Set every record down again, identical to the original.

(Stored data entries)
• • • •

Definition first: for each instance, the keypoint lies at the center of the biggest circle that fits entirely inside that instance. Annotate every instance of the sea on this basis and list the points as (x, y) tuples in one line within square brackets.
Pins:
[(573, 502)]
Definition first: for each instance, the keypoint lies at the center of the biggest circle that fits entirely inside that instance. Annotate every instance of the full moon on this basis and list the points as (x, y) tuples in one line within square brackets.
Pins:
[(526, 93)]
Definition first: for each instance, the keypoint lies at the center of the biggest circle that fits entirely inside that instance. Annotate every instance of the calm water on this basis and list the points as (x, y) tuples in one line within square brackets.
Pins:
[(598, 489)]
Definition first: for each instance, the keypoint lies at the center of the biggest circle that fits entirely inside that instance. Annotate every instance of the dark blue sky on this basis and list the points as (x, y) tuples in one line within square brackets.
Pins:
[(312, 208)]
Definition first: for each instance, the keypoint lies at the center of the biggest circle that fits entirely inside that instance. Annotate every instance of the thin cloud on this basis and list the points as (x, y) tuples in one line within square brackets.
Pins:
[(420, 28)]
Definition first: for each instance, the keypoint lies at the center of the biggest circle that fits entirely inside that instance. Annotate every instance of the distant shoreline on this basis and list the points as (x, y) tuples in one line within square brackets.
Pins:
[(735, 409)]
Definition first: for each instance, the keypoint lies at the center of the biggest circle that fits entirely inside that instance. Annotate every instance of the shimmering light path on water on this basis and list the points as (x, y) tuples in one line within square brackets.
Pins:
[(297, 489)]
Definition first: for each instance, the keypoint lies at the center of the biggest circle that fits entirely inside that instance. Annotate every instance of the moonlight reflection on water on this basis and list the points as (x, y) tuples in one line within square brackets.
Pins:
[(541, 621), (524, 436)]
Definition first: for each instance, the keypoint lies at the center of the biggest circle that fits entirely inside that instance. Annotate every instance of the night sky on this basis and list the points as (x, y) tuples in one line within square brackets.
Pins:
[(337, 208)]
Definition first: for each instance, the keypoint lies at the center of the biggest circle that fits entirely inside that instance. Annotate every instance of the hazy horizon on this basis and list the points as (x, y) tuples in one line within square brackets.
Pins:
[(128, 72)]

• • • •

## EXPECTED ANSWER
Definition first: for each instance, the keypoint lies at the center of the biggest circle that fits entirely inside that instance. Annotate every instance of the sea on this basis and list the points as (x, y) tuples in one line within square brackets.
Pins:
[(573, 502)]
Definition first: for each instance, the keypoint lies at the center of the biggest circle that fits entirely inside that instance. Annotate every instance of the full moon on this basis and list the points as (x, y) tuples in one line within square brackets.
Pins:
[(526, 93)]
Definition first: for each instance, the keypoint lies at the center of the biggest circle that fits entirely inside that instance. Annotate every instance of the calm water on this basis and list the points as (x, y) tuples in one line within square brackets.
Pins:
[(598, 489)]
Definition first: for each instance, the keypoint lies at the center of the biggest circle that fits entirely inside that instance. Annotate every instance of the dark blue sky on this basis and list the points as (x, y) tuples in one line within square brackets.
Pins:
[(312, 208)]
Definition first: for each instance, the keypoint lies at the center of the biggest circle that fits entirely inside that instance. Annotate every instance of the thin cloud on this basis and list the points as (x, y) tuples in one line within square brackets.
Pins:
[(420, 28)]
Definition first: for each instance, the keypoint lies at the center of the biggest circle that fits entirely inside that instance. Annotate every instance of the distant shoreline on this basis and list the points as (x, y) tuples in one line within square brackets.
Pins:
[(735, 409)]
Definition first: for each instance, the keypoint lies at the center of the biggest circle that fits entirely inside that instance. Annotate every instance of the shimmering light path on water on this basis and list the points as (x, y) tuples in one line within square brackets.
Pins:
[(297, 489)]
Definition first: for each instance, the keypoint lies at the center of the biggest circle that fits entirely inside that instance. Annotate every instance of the moonlight reflection on water on this basis and list the points as (x, y) tuples in one line within square brackets.
Pins:
[(541, 621), (524, 436)]
Definition first: for each instance, the keypoint lies at the center of the biggest circle that fits entirely inside that instance. Annotate every instance of the night sky on this basis and list the points as (x, y) tuples in one line within square brackets.
Pins:
[(337, 208)]
Definition first: for each instance, the keypoint lies at the center of the biggest circle that fits entirely inside that instance. Annotate every instance of the hazy horizon on this basis and list the points as (x, y) tuples in one line within square brackets.
Pins:
[(128, 72)]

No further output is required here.